AIM OF THE TASK – Please copy the lines below word for word.

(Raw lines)

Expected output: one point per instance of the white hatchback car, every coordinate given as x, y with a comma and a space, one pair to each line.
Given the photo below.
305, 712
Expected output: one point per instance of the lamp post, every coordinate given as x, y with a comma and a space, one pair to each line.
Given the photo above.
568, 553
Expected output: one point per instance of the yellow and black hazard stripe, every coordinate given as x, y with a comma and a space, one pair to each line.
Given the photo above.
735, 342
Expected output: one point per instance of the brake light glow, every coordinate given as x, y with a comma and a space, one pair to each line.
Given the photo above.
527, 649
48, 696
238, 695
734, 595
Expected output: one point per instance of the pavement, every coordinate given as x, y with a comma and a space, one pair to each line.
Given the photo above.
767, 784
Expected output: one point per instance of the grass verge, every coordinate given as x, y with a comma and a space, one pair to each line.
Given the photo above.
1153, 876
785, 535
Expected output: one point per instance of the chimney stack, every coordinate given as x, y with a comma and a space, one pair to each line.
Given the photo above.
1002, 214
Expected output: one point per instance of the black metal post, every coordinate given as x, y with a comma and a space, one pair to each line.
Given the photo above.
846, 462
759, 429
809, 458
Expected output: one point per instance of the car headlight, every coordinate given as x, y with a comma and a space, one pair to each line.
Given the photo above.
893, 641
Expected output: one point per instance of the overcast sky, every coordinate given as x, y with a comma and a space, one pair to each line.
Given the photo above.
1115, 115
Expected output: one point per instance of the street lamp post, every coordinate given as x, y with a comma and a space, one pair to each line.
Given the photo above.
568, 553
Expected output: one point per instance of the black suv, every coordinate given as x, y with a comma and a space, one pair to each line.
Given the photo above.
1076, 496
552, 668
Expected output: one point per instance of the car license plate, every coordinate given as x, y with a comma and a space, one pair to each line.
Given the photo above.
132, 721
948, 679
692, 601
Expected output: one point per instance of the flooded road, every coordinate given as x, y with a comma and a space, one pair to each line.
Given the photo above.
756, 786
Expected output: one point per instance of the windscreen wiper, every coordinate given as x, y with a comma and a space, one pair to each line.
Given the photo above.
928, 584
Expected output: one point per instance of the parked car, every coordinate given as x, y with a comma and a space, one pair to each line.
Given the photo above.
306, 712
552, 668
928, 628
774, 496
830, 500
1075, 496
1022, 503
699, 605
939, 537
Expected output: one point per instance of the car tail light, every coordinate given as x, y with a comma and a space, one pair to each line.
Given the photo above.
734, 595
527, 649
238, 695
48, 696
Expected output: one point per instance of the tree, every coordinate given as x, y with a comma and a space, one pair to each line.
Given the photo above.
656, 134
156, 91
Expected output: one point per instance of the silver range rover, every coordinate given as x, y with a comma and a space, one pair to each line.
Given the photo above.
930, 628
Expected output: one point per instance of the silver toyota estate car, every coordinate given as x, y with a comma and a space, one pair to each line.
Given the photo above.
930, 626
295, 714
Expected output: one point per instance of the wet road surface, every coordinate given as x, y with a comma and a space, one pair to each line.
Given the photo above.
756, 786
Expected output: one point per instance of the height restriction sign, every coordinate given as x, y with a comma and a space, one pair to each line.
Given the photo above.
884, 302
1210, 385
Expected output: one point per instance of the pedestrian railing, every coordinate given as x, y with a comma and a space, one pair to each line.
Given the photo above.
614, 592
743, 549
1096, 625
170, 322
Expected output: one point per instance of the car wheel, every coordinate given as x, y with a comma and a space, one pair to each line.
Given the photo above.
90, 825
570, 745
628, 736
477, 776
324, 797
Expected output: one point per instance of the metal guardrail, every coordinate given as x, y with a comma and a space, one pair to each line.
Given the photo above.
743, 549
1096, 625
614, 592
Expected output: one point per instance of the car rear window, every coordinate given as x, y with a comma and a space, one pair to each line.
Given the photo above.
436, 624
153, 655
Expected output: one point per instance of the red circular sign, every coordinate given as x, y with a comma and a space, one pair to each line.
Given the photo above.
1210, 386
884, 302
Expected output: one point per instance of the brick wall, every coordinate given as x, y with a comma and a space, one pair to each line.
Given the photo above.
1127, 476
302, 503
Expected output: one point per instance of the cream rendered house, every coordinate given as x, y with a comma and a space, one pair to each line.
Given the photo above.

OUTPUT OF THE TASK –
Expected output: one point per instance of the white hatchback car, every coordinate given as x, y with a comma and a space, one pair to each line.
Given the photo below.
305, 712
Expected output: one point per instance of the lamp post, every coordinate given as x, y with a comma and a space, one pair to each line.
Given the photo above.
568, 553
Expected output: one point per instance of the yellow and black hazard stripe, every coordinate given as x, y with a comma and a space, one pair to each line.
Given the photo above.
735, 342
Expected output: one point per instance of the brake light glow, every coordinate given as x, y with a comma and a space, one pair to each line.
Given the photo above.
527, 649
48, 696
238, 695
734, 595
Expected output: one point per instance of the pavement, every coordinate given as x, y with a comma and a space, one pair to each line.
Given the photo above.
767, 784
Expected output: one point per instance of the grass verge, every coordinate given as x, y with a comma and a space, one pair to each line.
Given the photo above.
1153, 876
785, 535
Expected output: one point per instance of the chimney stack, every coordinate given as x, y with a comma and a space, one pair to each line.
Given the photo above.
1002, 214
Expected output: one point per instance of the black metal post, every coordinate given as x, y with a comma and a space, one pair to each line.
Given the photo above.
846, 462
759, 429
809, 458
Expected output: one point per instance of the car headlight, every coordinate given as x, y with a comma and a space, one pair to each line.
Given the photo above.
893, 641
Expected output: one point per instance of the overcast sky, every coordinate given as x, y with a comma and a space, one pair to each line.
Given the photo above.
1115, 115
Expected output: one point per instance of the street lamp post, every coordinate given as x, y with a comma and a space, one pair to each line.
Given the photo above.
568, 553
Expected output: one point per instance of the black suv, every coordinate given as x, y with a comma and a space, one pair to each line.
Given the photo above.
1076, 496
552, 668
Expected output: one point per instance of the car license plate, every coordinate given as x, y with a comma and a space, one pair to each line.
Given the photo above.
132, 721
948, 679
692, 601
Expected output: one point per instance of the flooded road, every coordinate given as x, y with a comma and a space, one pair to each line.
Given the photo above.
756, 786
Expected output: one point per instance of the windscreen wiper, every coordinate given as x, y with a comma and a space, one pair to each line.
Given the photo above.
928, 584
Expected output: one point per instance of the parked car, every coordinate given as x, y with a comma and a space, one pair to each line.
Given the photo above.
306, 712
552, 668
928, 628
774, 496
830, 500
1075, 496
1022, 503
699, 605
939, 537
Expected output: one point per instance of the car tail light, every coordinate given as x, y with a comma and a space, one pair to each line.
Given the photo above.
734, 595
527, 649
238, 695
48, 696
Expected output: one point per instance of the tree, every coordinate given as x, y with a comma and a space, one pair to each line.
Given the photo above.
656, 134
156, 91
Expected output: one point per instance of the silver range rover, every coordinate given as x, y with a comma and a space, one pair to each line.
Given the photo above.
930, 628
Expected output: one point per instance of the silver toyota estate car, every coordinate given as x, y with a comma and a space, one pair to each line.
Given the photo above.
930, 626
295, 714
Expected output: one point per instance of the wet road surface, every coordinate given as x, y with a comma and a space, one pair to each line.
Given the photo above.
756, 786
Expected output: one point per instance of the height restriction sign, every coordinate given as x, y with a comma and a space, one pair to each line.
Given the photo above.
884, 302
1210, 385
Expected output: one point per instance of the pedestrian railing, every coordinate given as x, y with a comma and a space, one pair to each line.
Given the photo above.
614, 592
743, 549
1096, 625
170, 322
Expected output: one point per instance of the car wheel, every coordinate given as x, y with a comma and a space, one pair to each line.
Given the photo above.
90, 825
570, 745
628, 736
477, 776
324, 797
Expected output: one point per instance of the metal guardrail, every coordinate given as x, y with a comma and a space, one pair to each line.
Given the photo above.
743, 549
1096, 625
614, 592
Expected output: one point per instance of the car rear window, every coordinate given as x, y with a comma and a space, one pair to each line.
Given the photo above.
436, 624
153, 655
Expected output: one point per instance of the red circular sign, every coordinate given as x, y with a comma and a space, one pair to each line.
Given the photo above.
1210, 386
884, 302
Expected output: one point per instance of the brick wall, every coordinate given as x, y with a comma and a space, one pair to each line.
Given the photo above.
1127, 476
302, 503
Expected output: one point per instance of the cream rendered house, every coordinate given as x, y with a comma and a space, one pair to each line.
Given the photo above.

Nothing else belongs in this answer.